Please retype, character for character, the portion of the entries below that runs from the line containing "Practice step: locate the black sports" to the last line.
——————
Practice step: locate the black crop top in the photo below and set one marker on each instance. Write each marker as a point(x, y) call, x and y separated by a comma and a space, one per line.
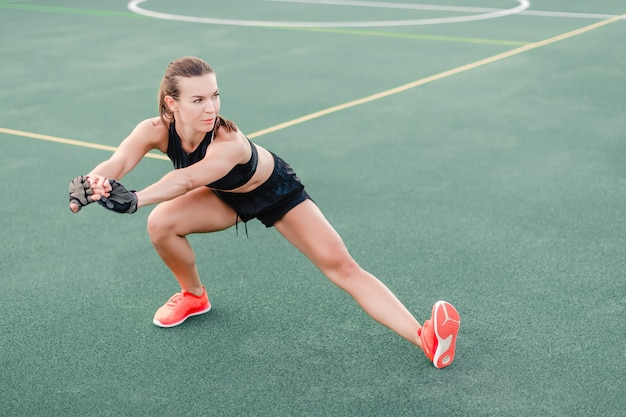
point(237, 177)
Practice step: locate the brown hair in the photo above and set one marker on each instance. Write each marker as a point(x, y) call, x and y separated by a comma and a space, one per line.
point(186, 67)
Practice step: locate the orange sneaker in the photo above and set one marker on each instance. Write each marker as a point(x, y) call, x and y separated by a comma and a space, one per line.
point(181, 306)
point(439, 334)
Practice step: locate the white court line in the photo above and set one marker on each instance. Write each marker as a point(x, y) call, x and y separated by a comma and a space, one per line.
point(407, 6)
point(133, 6)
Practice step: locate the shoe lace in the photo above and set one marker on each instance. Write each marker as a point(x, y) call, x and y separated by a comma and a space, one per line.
point(174, 300)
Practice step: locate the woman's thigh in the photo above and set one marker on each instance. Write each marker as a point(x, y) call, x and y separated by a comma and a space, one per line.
point(308, 230)
point(198, 211)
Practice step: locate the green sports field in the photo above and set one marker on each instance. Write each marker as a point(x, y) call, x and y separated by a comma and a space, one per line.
point(467, 151)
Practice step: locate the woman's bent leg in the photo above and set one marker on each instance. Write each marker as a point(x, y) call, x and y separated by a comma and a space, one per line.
point(199, 211)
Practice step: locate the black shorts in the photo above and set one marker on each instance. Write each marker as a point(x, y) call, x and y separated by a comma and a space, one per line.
point(271, 200)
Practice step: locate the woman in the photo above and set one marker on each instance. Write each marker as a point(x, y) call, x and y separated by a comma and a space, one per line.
point(221, 178)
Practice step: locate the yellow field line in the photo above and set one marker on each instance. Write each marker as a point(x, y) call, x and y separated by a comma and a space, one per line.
point(70, 142)
point(435, 77)
point(353, 103)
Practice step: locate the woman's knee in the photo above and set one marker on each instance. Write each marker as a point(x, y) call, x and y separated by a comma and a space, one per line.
point(341, 269)
point(160, 224)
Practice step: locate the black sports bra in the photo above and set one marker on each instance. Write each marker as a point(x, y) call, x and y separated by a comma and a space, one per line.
point(237, 177)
——————
- **Exercise result**:
Practice step: locate the black sports bra in the photo above and set one marker on each instance. Write each marker as a point(x, y) call, x and y separated by a comma and a space, one per line.
point(237, 177)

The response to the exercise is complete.